• **EXTRACT**
● ● ● ●
Member of the National Assembly for Val-d'Oise's 10th constituency
- Incumbent
- Assumed office 21 June 2017
- Preceded by: Dominique Lefebvre

Personal details
- Born: 26 May 1984 (age 41) Niort, France
- Party: LFI (since 2024)
- Other political affiliations: PS (2002–2017) LREM (2017–2020) ND (2020–2022) EÉLV (2022–2024)
- Alma mater: University of Limoges

= Aurélien Taché =

French politician

Aurélien Taché (/fr/; born 26 May 1984) is a French politician who was elected to the French National Assembly on 18 June 2017, representing the department of Val-d'Oise.
He was elected in 2017 as a member of La République En Marche! (LREM) but left the party in 2020, and joined the short-lived Ecology Democracy Solidarity group, then The New Democrats. In 2022, he was re-elected as a New Democrat, as part of the NUPES group.

==Political career==
In parliament, Taché serves on the Committee on Social Affairs, where was his parliamentary group's coordinator from 2017 until 2018, and the Finance Committee. In addition to his committee assignments, he is part of the French-Tunisian Parliamentary Friendship Group and the French-Ukrainian Parliamentary Friendship Group.

Led by Taché, Hugues Renson and Matthieu Orphelin, around 20 members of the LREM parliamentary group established a sub-group in late 2018 with a "wish to express a humanist, social and ecological sensibility and to better raise citizens' concerns"; the initiative was widely interpreted as the launch of a left-wing faction within the group. In May 2020, he joined seven lawmakers in leaving LREM to join the new Ecology, Democracy, Solidarity group, depriving the president of an outright majority and raising pressure for more left-wing policies. and joined the Ecology Democracy Solidarity group. By June, he and five other ex-LREM deputies announced establishment of #Nous Demain, a "humanist, ecologist and feminist" political movement. He then joined The New Democrats.
● ● ● ●
• **DATA PROVIDED**
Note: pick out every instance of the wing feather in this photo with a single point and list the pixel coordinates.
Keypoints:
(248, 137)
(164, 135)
● ● ● ●
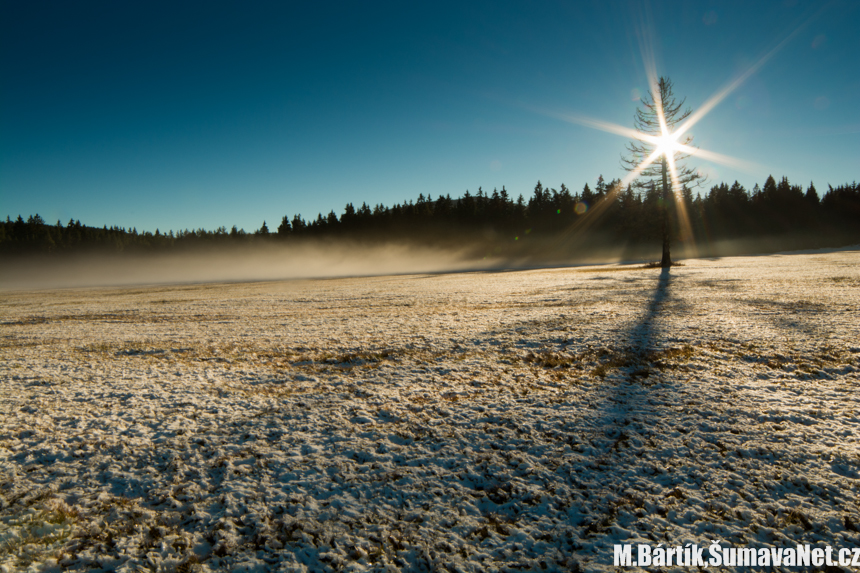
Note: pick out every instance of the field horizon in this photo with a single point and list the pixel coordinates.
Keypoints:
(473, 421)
● ● ● ●
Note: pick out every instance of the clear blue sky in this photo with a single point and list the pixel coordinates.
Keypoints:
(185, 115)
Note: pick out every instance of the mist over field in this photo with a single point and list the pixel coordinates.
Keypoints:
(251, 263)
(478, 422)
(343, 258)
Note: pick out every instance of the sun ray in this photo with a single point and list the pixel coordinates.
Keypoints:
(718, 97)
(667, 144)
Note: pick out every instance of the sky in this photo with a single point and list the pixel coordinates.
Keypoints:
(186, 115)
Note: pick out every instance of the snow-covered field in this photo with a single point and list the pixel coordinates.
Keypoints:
● ● ● ●
• **WHAT IS NEEDED**
Extract the entire Aurélien Taché biography word for word. The entries are not needed here.

• **FINISHED EXERCISE**
Member of the National Assembly for Val-d'Oise's 10th constituency
- Incumbent
- Assumed office 21 June 2017
- Preceded by: Dominique Lefebvre

Personal details
- Born: 26 May 1984 (age 41) Niort, France
- Party: LFI (since 2024)
- Other political affiliations: PS (2002–2017) LREM (2017–2020) ND (2020–2022) EÉLV (2022–2024)
- Alma mater: University of Limoges

= Aurélien Taché =

French politician

Aurélien Taché (/fr/; born 26 May 1984) is a French politician who was elected to the French National Assembly on 18 June 2017, representing the department of Val-d'Oise.
He was elected in 2017 as a member of La République En Marche! (LREM) but left the party in 2020, and joined the short-lived Ecology Democracy Solidarity group, then The New Democrats. In 2022, he was re-elected as a New Democrat, as part of the NUPES group.

==Political career==
In parliament, Taché serves on the Committee on Social Affairs, where was his parliamentary group's coordinator from 2017 until 2018, and the Finance Committee. In addition to his committee assignments, he is part of the French-Tunisian Parliamentary Friendship Group and the French-Ukrainian Parliamentary Friendship Group.

Led by Taché, Hugues Renson and Matthieu Orphelin, around 20 members of the LREM parliamentary group established a sub-group in late 2018 with a "wish to express a humanist, social and ecological sensibility and to better raise citizens' concerns"; the initiative was widely interpreted as the launch of a left-wing faction within the group. In May 2020, he joined seven lawmakers in leaving LREM to join the new Ecology, Democracy, Solidarity group, depriving the president of an outright majority and raising pressure for more left-wing policies. and joined the Ecology Democracy Solidarity group. By June, he and five other ex-LREM deputies announced establishment of #Nous Demain, a "humanist, ecologist and feminist" political movement. He then joined The New Democrats.